DATASET ROWS:
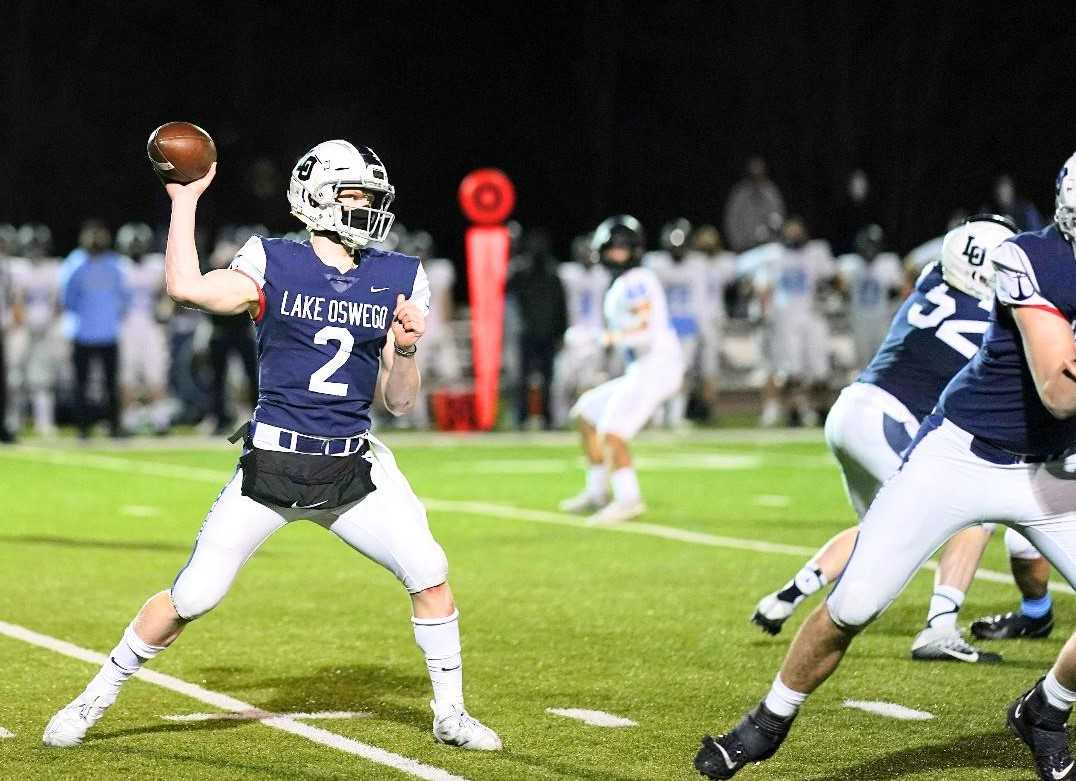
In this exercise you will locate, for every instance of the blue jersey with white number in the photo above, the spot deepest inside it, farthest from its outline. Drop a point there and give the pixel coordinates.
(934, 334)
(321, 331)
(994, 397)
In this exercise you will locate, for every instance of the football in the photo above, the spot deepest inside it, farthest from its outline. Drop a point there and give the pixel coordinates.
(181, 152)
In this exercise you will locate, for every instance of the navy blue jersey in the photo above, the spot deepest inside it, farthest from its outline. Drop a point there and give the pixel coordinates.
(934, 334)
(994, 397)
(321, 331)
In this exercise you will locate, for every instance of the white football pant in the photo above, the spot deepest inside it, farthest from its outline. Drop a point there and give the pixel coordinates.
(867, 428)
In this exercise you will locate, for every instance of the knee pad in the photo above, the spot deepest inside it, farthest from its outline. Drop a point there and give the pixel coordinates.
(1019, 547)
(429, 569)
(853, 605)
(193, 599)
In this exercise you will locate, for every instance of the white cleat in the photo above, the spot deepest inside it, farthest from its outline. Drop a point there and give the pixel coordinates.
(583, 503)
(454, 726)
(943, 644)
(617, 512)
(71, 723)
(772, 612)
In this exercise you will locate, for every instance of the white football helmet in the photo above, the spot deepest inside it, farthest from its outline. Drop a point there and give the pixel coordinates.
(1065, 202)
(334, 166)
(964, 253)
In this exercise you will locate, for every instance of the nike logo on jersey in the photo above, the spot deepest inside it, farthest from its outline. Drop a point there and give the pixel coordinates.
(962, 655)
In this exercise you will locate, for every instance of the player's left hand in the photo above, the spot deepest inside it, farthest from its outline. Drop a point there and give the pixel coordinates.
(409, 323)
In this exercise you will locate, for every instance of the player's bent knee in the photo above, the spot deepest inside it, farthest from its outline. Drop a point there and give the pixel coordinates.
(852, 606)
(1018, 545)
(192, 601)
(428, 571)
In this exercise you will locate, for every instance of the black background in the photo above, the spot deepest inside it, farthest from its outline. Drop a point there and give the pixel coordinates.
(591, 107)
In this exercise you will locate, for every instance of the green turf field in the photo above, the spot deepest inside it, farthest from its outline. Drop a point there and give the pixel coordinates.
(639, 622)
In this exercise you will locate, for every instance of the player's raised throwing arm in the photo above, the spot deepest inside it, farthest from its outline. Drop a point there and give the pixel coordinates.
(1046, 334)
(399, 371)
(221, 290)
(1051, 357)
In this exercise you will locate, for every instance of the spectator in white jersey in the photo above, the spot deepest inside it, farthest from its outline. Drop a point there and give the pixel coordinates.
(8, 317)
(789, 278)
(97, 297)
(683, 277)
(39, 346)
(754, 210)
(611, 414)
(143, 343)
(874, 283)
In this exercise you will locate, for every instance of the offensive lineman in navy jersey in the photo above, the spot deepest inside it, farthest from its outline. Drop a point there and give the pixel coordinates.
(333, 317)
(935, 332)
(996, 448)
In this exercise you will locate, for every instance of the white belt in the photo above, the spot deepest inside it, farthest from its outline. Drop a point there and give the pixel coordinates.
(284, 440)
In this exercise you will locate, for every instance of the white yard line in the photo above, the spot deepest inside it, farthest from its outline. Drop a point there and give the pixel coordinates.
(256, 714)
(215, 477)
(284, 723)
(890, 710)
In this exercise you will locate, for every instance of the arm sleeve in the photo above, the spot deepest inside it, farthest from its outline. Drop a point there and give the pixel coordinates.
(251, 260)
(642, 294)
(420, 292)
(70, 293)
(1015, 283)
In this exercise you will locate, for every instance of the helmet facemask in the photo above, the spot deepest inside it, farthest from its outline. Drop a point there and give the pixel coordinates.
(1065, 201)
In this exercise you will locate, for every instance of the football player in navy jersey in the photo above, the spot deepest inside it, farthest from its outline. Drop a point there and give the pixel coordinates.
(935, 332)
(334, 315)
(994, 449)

DIRECTIONS: Please copy out every one of the records above word for word, leaving out the pictures.

TASK ANSWER:
In this exercise you will locate, for every instance of the blue jersey with white number in the photo above, the spot deepest inside it, farthest from its outline. Drop a point there and give the pixel coordinates.
(934, 334)
(321, 331)
(994, 397)
In this exercise you will locate, for every instance of the football in the photo above, the spot deepest inside it, farthest from its outline. Drop a point there and give the pixel coordinates.
(181, 152)
In this exercise you will locate, for every instance of the navy blue jersey in the photo above, the spot deepest inside it, farthest from its outline. Drop a point there and give the pixel coordinates.
(934, 334)
(994, 397)
(321, 331)
In this exercise you will locate, for every instance of the white football pant in the photo above, the spot deepest inside it, farthest from its outline. Drop a point there and give the pixel coordinates.
(867, 428)
In this exercise you will locate, for every instance of the knee pad in the photo above, the spot deepest inside it, farthest from its outline. Drop a point there and give the pixel coordinates.
(1019, 547)
(429, 569)
(853, 605)
(193, 599)
In this exercise you will locate, for every instance of the white cleat in the photo above, the spot deepest inside it, farthest from its outline. Drop a point there and give the pixel coordinates.
(583, 503)
(454, 726)
(943, 644)
(617, 512)
(71, 723)
(772, 612)
In this exercise you will locate, for every instance of the white football helmet in the photo above, the spot deepest inside it, farthest from its outline. Drop a point there and give the pixel coordinates.
(1065, 202)
(334, 166)
(964, 253)
In this exercise you will locate, for every instance of the nike logo on jersey in the photo above, the spot deepest inside it, farthest from its outline. Drop a point there and give the pixel coordinates.
(962, 655)
In this exercise you will locate, for every instance of the player's left hand in the photo above, the spot deepest inside it, farthest from its outline. Drop a point there and give the pixel coordinates.
(409, 323)
In this exercise you will locate, for every instance of the player's bent knee in the photo above, the spot deepest inside it, farthest from its outline. Drop a point there and give the pixel coordinates.
(852, 606)
(1018, 545)
(192, 601)
(428, 571)
In this exercise you will locate, for every instance of the black background in the photo above, the spot deepest inside it, farthest from its outline. Drop a point there and give the pixel coordinates.
(591, 107)
In this exercise you will locate, for every instance of the green turf field in the photo above, the spot deepest inside it, farthest from its outline. Drop a point there and give the pixel coordinates.
(639, 622)
In this exercise you will locate, for every instance of the player's raised throwing arm in the photo above, the spot deepest inside it, farthest from its outline. Drop a point there and give the pixel coordinates.
(1046, 334)
(399, 371)
(221, 290)
(1051, 357)
In this exercise you will locate, for every instance of the spectator in white jersey in the photo above, the spot deepest inside it, farthest from its outline. Drop a point there and give the pixel coordinates.
(8, 317)
(789, 278)
(97, 297)
(683, 277)
(39, 346)
(754, 210)
(611, 414)
(143, 343)
(874, 283)
In this exercise you will locate, for every instance of the offensive lineman in navy jersey in the photo above, the spot deepest inside it, farthest from its outline. Drop a point there and give the pixel coordinates.
(333, 317)
(935, 332)
(996, 448)
In this exercise you will locate, for every instance of the white belt in the photo above, the spot deepest inside it, farthest from its outline. Drop a point there and give the pixel coordinates.
(284, 440)
In this exercise you will locate, for every instance of the white yard line in the photo above, the spot deepest inside it, farthest from its outline. Drop a point there and give the pixel coordinates.
(256, 714)
(215, 477)
(284, 723)
(890, 710)
In this exercise you will locate, for every instance of the arm sleeve in the photo above, the spot deepest inside it, farthest from its outline. Drop a point there and give the pixel coordinates.
(251, 260)
(642, 294)
(420, 292)
(70, 293)
(1015, 283)
In this exercise you will locate, for every instance of the helmet facemask in the photo above, the spot deepest inside it, farthest from its outline. Drop a point there and give the pixel coordinates.
(1065, 201)
In this exercise you will locate, for every instance of the football player in navy jersey in the photo above, the spot deepest inside it, farthest from its outline. Drop a point there and give the pixel coordinates.
(935, 332)
(334, 315)
(994, 449)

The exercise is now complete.